The plaintiff’s action is to enforce the specific performance of the following sealed contract:
“ I have sold to A. L. Herren the lot adjoining his, in the town of Waynesville, on the west, lying between the lot whereon the said A. L. Herren now lives and Academy street, to run with the lines of the lot whereon A. L. Herren lives, and to be of the same width of said A. L. Iierren’s lot, to Academy street, for the sum of $300, $100 to be paid by the first day of January next, and the remaining $200 to be paid in one and two years, with interest from date. I bind myself and my heirs to the fulfillment of this obligation, and this obligation on the part of A. L. Herren is void on his failure to comply with his part of it.”
The plaintiff alleges that he has paid a great portion of the purchase money, and has tendered and is still ready to pay the residue, upon the defendant’s conveying the title to the land according to his undertaking in said bond..
The defendant in his answer, not denying the contract, but in opposition to its specific execution, sets up the following facts: averring that $100 only of the purchase money had been paid, when the parties entered into a parol agreement to rescind the contract, the plaintiff returning the money received, and the defendant surrendering his rights under the title bond; that the defendant afterwards procured and offered to return the portion of the purchase money he had received, whereupon the plaintiff refused to accept it, giving as his reason for refusing, that he had changed his mind, but he did not pay or propose to pay what was still due; nor has he ever so proposed before bringing this suit; that the lot has been all the time in possession of the defendant; and that since the making the rescinding arrangement, the lot has greatly increased in value, during which the plaintiff has remained inactive, awaiting results of which he now seeks to take advantage, by repudiating the last, and falling back upon the original contract.
*502The plaintiff’s replication controverts the allegations in defence.
The only issues passed on by the jury are as to the execution of the title bond — the part of the purchase money paid by the defendant — when paid — and the period during which the defendant has held possession. The Court deemed the defence set up under the subsequent parol contract of rescission and the increased value of the land, inadmissible, and hence as we understand, no issue involving those facts was sent to the jury.

Instruction 1: Rewrite the records from their first line through the line with "point(46, 89)", renaming "gecko" as "lizard" and changing nothing else.
The records that follow are unrelated to the contract case passage.

Information supplied:
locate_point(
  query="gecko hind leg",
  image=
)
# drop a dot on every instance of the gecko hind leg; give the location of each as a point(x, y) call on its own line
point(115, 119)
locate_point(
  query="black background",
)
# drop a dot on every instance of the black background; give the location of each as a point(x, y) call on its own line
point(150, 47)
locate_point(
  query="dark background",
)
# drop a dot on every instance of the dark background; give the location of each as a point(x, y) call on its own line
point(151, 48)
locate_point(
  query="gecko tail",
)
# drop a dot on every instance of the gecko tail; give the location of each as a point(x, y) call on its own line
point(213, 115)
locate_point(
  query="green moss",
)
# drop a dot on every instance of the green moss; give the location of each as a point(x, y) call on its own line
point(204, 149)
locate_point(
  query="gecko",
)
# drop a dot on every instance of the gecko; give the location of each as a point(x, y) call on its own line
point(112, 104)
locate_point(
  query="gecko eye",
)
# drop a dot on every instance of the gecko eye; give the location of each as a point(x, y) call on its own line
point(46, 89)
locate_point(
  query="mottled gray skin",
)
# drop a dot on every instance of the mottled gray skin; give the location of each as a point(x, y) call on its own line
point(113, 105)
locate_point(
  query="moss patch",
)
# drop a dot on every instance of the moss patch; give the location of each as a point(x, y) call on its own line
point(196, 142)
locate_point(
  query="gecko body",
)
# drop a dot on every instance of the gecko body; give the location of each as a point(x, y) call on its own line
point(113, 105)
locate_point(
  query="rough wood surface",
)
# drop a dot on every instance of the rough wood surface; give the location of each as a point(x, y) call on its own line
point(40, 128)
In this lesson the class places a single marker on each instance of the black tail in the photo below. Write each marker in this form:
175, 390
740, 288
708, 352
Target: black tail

Instruction 2: Reproduce the contract case passage word for word.

Response 1:
locate_point(
  query="lizard hind leg",
  image=
)
# drop a dot on every instance of the lizard hind leg; give the location of each as a point(x, y) call on its own line
point(115, 119)
locate_point(
  query="black background",
)
# drop a dot on every instance of the black background; give the location of each as a point(x, y) call on its own line
point(150, 47)
locate_point(
  query="dark background",
)
# drop a dot on every instance of the dark background; give the location of each as a point(x, y) call on its own line
point(151, 48)
locate_point(
  query="lizard tail",
)
# drop a dot on every instance of the lizard tail; give the location of each as a point(x, y) call on its own line
point(213, 115)
locate_point(
  query="green moss",
)
# drop a dot on every instance of the green moss; give the location of each as a point(x, y) call on its own line
point(204, 149)
locate_point(
  query="lizard",
)
# drop a dot on every instance of the lizard; give the location of each as a point(x, y) call on its own line
point(112, 104)
locate_point(
  query="lizard eye",
)
# drop a dot on every instance of the lizard eye; give the location of each as a point(x, y) call on its own line
point(46, 89)

Response 2:
The plaintiff’s action is to enforce the specific performance of the following sealed contract:
“ I have sold to A. L. Herren the lot adjoining his, in the town of Waynesville, on the west, lying between the lot whereon the said A. L. Herren now lives and Academy street, to run with the lines of the lot whereon A. L. Herren lives, and to be of the same width of said A. L. Iierren’s lot, to Academy street, for the sum of $300, $100 to be paid by the first day of January next, and the remaining $200 to be paid in one and two years, with interest from date. I bind myself and my heirs to the fulfillment of this obligation, and this obligation on the part of A. L. Herren is void on his failure to comply with his part of it.”
The plaintiff alleges that he has paid a great portion of the purchase money, and has tendered and is still ready to pay the residue, upon the defendant’s conveying the title to the land according to his undertaking in said bond..
The defendant in his answer, not denying the contract, but in opposition to its specific execution, sets up the following facts: averring that $100 only of the purchase money had been paid, when the parties entered into a parol agreement to rescind the contract, the plaintiff returning the money received, and the defendant surrendering his rights under the title bond; that the defendant afterwards procured and offered to return the portion of the purchase money he had received, whereupon the plaintiff refused to accept it, giving as his reason for refusing, that he had changed his mind, but he did not pay or propose to pay what was still due; nor has he ever so proposed before bringing this suit; that the lot has been all the time in possession of the defendant; and that since the making the rescinding arrangement, the lot has greatly increased in value, during which the plaintiff has remained inactive, awaiting results of which he now seeks to take advantage, by repudiating the last, and falling back upon the original contract.
*502The plaintiff’s replication controverts the allegations in defence.
The only issues passed on by the jury are as to the execution of the title bond — the part of the purchase money paid by the defendant — when paid — and the period during which the defendant has held possession. The Court deemed the defence set up under the subsequent parol contract of rescission and the increased value of the land, inadmissible, and hence as we understand, no issue involving those facts was sent to the jury.